ВЫБРАННЫЙ ОТРЫВОК =>
----

Вокруг делегатов Смольного стали собираться люди в бушлатах, как потревоженные осы; разговор сразу пошёл на повышенных тонах. Кто, да зачем, да откуда. Обстановка быстро накалялась.

Бонч-Бруевич продолжает:

«В это время, лёгкой походкой, высокий и стройный, подходил ко мне хорошо мне знакомый матрос Железняков, который оказался здесь председателем комитета части. <…>

Я отвёл его в сторону и показал ему предписание Владимира Ильича. Он смутился.

– Вам это известно?

– Да, но откуда вы могли это узнать? Это наша братва балует, говорил им – до добра не доведёт… <…>

Железняков тотчас же послал матросов найти комитетчиков и представителя судебно-следственной части, и мы все вошли в большую залу, где почти посередине тянулись в один ряд длинные столы.

Весть о нашем прибытии разнеслась по экипажу, и со всех сторон стали поодиночке и группами выкатываться матросы, большинство вооружённые револьверами. Громко разговаривая, выкрикивая и насвистывая, двигались они группами по залу. Многие из них были, очевидно, сильно под хмельком. <…>

Я сказал, что надо начинать. Железняков ударил в ладоши и звонко, и отчётливо, и повелительно – он был прирождённым вождём – сказал:

– Товарищи, займите места! (Разговоры прекратились.) Начинается заседание».

----

БЛОК ДАННЫХ =>

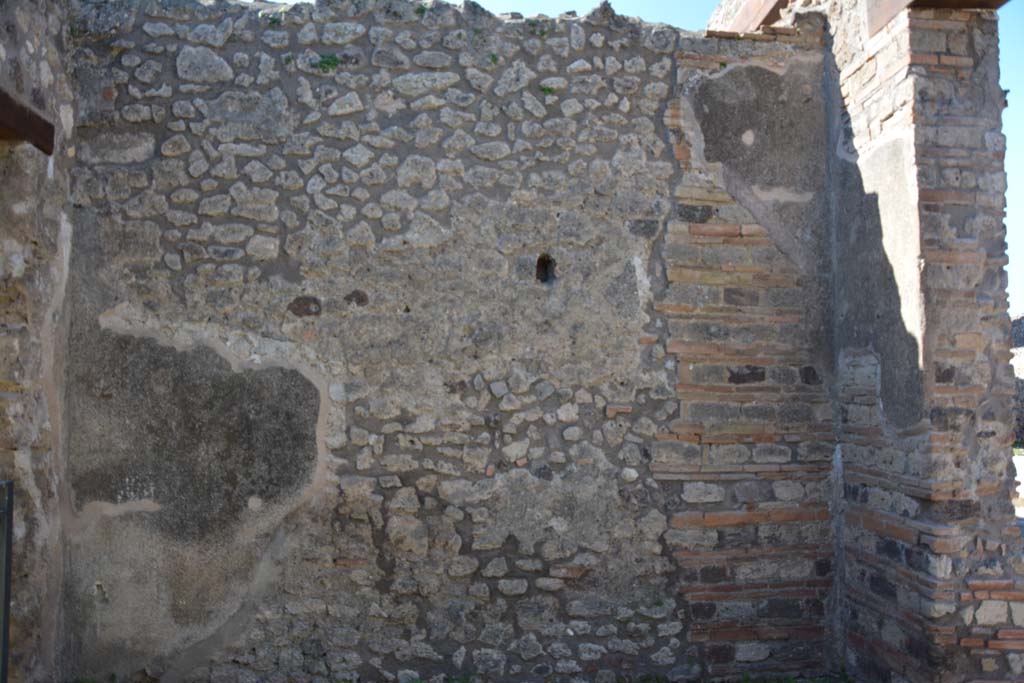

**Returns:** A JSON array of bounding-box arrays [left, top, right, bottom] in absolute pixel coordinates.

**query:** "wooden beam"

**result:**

----

ВОПРОСЫ И ЗАДАНИЯ =>
1) Перепишите часть отрывка без изменений: начните с того места, где стоят слова «Я отвёл его», и остановитесь после слов «ряд длинные столы.».
2) Соответствуют ли отрывку следующие утверждения? (a) Железняков был председателем комитета части. (b) Матросы пришли в зал без оружия. (c) Предписание Владимира Ильича было показано Железнякову при всех собравшихся. Ответьте «да» или «нет» на каждое и приведите дословно слова отрывка, которые это решают.
3) Какой жест, согласно отрывку, сделал Железняков, призывая товарищей занять места?

ИТОГОВЫЕ ОТВЕТЫ =>
1)
Я отвёл его в сторону и показал ему предписание Владимира Ильича. Он смутился.

– Вам это известно?

– Да, но откуда вы могли это узнать? Это наша братва балует, говорил им – до добра не доведёт… <…>

Железняков тотчас же послал матросов найти комитетчиков и представителя судебно-следственной части, и мы все вошли в большую залу, где почти посередине тянулись в один ряд длинные столы.

2)
(a) Да: «который оказался здесь председателем комитета части».
(b) Нет: «большинство вооружённые револьверами».
(c) Нет: «Я отвёл его в сторону и показал ему предписание Владимира Ильича».

3) Он ударил в ладоши.